[CHALLENGES]
A) Transcribe a passage from the text on talking to children about marijuana. Begin at the words containing "This is when" and stop after "getting caught anyway.".
B) Condense the paragraph beginning "And there's another reason" from the text on talking to children about marijuana into a short bulleted list that keeps its main facts.

[PAGE EXTRACT]
━━━━━━━━
Mom: “No, marijuana is just for grownups.”

Timmy: “Why?”

Mom: “Because grownups have a brain that’s all done growing. If you try marijuana when you’re a kid, it might change the way you get big. I don’t want you to try any until you’re old enough, so you grow up just right.”

Timmy: “Why?”

This is when you should redirect (and if you’re a parent, that’s not something I need to tell you how to do) because reactive conversations like this need to be short and sweet so the moment Timmy caught you doesn’t end up to be a big deal in his memory. But it’s always best to be proactive and talk about pot before you get caught because parental trust is difficult to get back once you’ve lost it, and you’ll have to have the “long talk” sometime after getting caught anyway.

And there’s another reason you should sit Timmy down and talk about marijuana: it’s ubiquitous out in the real world, and Timmy needs to know what to do when he encounters cannabis. As an example, I’ve heard countless stories about some kid who broke into his parents’ stash and then went to school to hand out gummies. So, if you decide to be proactive and sit Timmy down for the talk, here’s the first step: come in and buy some gummies, and then show them to Timmy. The state of Colorado requires that every individual serving of a marijuana-infused edible be clearly marked with the universal THC symbol. If you show this marking to your child and tell him or her that it’s always on “dangerous grownup candy,” he or she will know what to avoid in the school cafeteria.
━━━━━━━━
[RAW DATA]
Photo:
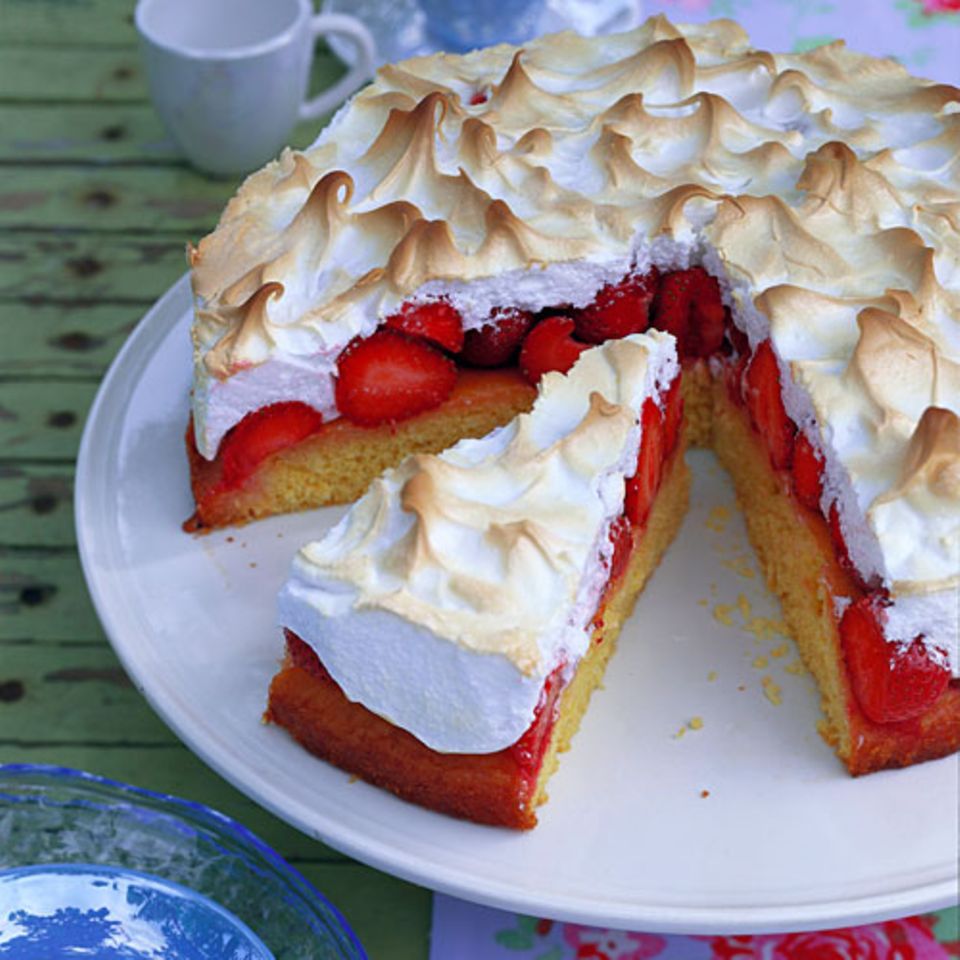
━━━━━━━━
[RESPONSES TO THE EXERCISE]
A)
This is when you should redirect (and if you’re a parent, that’s not something I need to tell you how to do) because reactive conversations like this need to be short and sweet so the moment Timmy caught you doesn’t end up to be a big deal in his memory. But it’s always best to be proactive and talk about pot before you get caught because parental trust is difficult to get back once you’ve lost it, and you’ll have to have the “long talk” sometime after getting caught anyway.

B)
- Marijuana is everywhere, so Timmy needs to know what to do when he encounters cannabis.
- The writer has heard countless stories of a kid who broke into his parents' stash and handed out gummies at school.
- The first step of a proactive talk is to buy some gummies and show them to Timmy.
- Colorado requires every individual serving of a marijuana-infused edible to be clearly marked with the universal THC symbol.
- If you show a child this mark and explain that it's always on "dangerous grownup candy," the child will know what to avoid in the school cafeteria.